__Reading text__
>>>>>

The logical and correct approach is to discern the validity of what evidence there actually is for the subject of inquiry –in this case, the existence of God and his essence as a Trinity- and then having established the reality, then work out the problems and seeming inconsistencies.

In the case of God, the Bible describes God in terms that are logically consistent and square with what an examination of every aspect of our being, our world and our universe suggest such a God would be (unlike the gods of polytheism or theosophical speculation), and a clue for us to expect such or a challenge for us to pursue is given in Romans 1.19-20 and Hebrews 11.3. 

And illustrations of a trinitarian form are found throughout nature to help us comprehend essences made up of three entities, beginning with the three-fold essence of the atom (protons+neutrons+electrons).  Each of the three are individually identifiable.  But if you remove any of these three, you no longer have an atom.

<<<<<

__Given task 1__
Repeat the stretch of the Trinity passage above from "The logical and" through "and Hebrews 11.3.", word for word.

__Task inputs__
>>>>>

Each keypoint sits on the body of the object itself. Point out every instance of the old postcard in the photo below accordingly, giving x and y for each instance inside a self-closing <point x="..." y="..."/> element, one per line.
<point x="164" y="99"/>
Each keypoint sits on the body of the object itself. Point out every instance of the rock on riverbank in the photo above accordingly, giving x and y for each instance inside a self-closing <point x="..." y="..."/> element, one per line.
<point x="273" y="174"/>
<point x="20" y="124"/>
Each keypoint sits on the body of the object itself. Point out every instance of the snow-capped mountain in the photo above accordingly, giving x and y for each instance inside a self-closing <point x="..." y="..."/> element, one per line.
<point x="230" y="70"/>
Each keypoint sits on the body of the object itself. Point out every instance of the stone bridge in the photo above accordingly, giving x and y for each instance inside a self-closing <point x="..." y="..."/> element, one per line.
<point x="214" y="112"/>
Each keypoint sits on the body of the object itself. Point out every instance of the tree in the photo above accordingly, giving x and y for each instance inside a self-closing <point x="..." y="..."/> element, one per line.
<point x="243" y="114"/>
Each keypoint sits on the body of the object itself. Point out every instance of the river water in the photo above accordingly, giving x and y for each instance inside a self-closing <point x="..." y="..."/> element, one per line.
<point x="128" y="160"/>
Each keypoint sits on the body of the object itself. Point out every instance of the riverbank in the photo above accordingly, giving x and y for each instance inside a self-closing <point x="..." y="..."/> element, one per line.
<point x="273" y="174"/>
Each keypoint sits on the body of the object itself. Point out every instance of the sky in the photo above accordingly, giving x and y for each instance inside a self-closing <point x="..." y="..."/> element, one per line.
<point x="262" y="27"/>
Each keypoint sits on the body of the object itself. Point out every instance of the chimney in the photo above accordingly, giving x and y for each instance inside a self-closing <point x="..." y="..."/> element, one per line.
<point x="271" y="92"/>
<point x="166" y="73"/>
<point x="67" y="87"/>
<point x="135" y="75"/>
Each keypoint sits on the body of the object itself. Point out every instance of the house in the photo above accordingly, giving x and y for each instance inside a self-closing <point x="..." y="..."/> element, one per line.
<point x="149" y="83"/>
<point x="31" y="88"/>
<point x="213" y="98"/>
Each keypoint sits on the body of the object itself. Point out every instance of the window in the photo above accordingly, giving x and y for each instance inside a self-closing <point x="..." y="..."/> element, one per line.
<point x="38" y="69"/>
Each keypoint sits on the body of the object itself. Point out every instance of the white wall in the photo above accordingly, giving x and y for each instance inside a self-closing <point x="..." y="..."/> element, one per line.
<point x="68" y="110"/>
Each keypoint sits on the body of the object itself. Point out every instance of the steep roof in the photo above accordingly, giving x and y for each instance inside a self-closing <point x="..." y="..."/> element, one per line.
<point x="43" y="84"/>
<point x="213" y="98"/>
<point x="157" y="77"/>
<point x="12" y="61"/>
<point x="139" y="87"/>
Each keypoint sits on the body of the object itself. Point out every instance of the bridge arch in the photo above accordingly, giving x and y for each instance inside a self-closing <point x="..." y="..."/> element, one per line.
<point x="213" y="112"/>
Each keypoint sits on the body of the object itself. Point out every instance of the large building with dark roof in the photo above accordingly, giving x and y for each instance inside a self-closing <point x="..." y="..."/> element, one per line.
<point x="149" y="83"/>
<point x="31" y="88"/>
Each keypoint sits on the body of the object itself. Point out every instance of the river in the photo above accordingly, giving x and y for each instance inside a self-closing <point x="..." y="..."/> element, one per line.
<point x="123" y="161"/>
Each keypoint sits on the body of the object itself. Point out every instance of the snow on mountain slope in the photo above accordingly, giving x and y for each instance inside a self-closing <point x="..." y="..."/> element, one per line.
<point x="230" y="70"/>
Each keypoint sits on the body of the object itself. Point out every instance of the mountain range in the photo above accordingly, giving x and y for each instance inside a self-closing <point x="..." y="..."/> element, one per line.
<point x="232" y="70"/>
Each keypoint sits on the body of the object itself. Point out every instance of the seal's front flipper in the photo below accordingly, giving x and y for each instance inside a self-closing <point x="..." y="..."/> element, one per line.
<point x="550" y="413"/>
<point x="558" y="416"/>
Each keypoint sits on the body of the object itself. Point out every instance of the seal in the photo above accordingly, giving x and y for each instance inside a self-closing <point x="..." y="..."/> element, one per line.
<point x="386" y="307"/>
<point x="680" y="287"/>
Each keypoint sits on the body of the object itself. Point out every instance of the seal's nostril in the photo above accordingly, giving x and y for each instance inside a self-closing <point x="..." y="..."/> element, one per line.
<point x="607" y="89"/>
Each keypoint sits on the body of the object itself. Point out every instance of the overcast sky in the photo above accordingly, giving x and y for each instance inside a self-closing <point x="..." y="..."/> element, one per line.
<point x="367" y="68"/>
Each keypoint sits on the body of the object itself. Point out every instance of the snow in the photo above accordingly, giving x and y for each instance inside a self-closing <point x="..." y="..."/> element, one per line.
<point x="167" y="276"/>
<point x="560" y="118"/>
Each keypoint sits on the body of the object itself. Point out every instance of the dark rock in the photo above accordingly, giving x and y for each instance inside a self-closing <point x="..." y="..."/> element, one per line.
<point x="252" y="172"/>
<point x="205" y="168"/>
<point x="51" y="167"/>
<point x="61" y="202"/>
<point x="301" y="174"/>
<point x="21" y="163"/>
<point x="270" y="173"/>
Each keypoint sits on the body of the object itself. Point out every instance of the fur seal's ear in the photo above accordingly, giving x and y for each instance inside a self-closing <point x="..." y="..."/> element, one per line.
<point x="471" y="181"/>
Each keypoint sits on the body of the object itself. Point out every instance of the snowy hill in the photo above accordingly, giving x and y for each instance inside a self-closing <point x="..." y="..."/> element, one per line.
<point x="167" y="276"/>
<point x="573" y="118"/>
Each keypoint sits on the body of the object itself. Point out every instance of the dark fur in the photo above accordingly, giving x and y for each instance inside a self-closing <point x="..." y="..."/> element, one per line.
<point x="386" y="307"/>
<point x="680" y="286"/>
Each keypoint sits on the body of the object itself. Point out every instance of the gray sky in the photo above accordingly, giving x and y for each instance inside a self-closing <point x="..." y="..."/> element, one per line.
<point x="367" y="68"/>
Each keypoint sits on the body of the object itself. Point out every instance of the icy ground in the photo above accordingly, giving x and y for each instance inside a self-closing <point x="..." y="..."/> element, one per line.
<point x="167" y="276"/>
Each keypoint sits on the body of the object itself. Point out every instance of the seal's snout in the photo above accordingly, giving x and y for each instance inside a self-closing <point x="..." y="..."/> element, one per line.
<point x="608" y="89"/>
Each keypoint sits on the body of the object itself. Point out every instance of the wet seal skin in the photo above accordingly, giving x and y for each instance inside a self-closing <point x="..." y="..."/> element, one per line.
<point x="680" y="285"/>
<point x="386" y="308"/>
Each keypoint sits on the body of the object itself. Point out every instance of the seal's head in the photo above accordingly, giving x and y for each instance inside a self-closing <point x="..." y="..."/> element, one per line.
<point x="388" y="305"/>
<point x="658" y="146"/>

<<<<<

__Given task 2__
How many lines in the listing above contain the string "steep"? Case counts. Give only the number.

__Exercise solution 1__
The logical and correct approach is to discern the validity of what evidence there actually is for the subject of inquiry –in this case, the existence of God and his essence as a Trinity- and then having established the reality, then work out the problems and seeming inconsistencies.

In the case of God, the Bible describes God in terms that are logically consistent and square with what an examination of every aspect of our being, our world and our universe suggest such a God would be (unlike the gods of polytheism or theosophical speculation), and a clue for us to expect such or a challenge for us to pursue is given in Romans 1.19-20 and Hebrews 11.3.

__Exercise solution 2__
1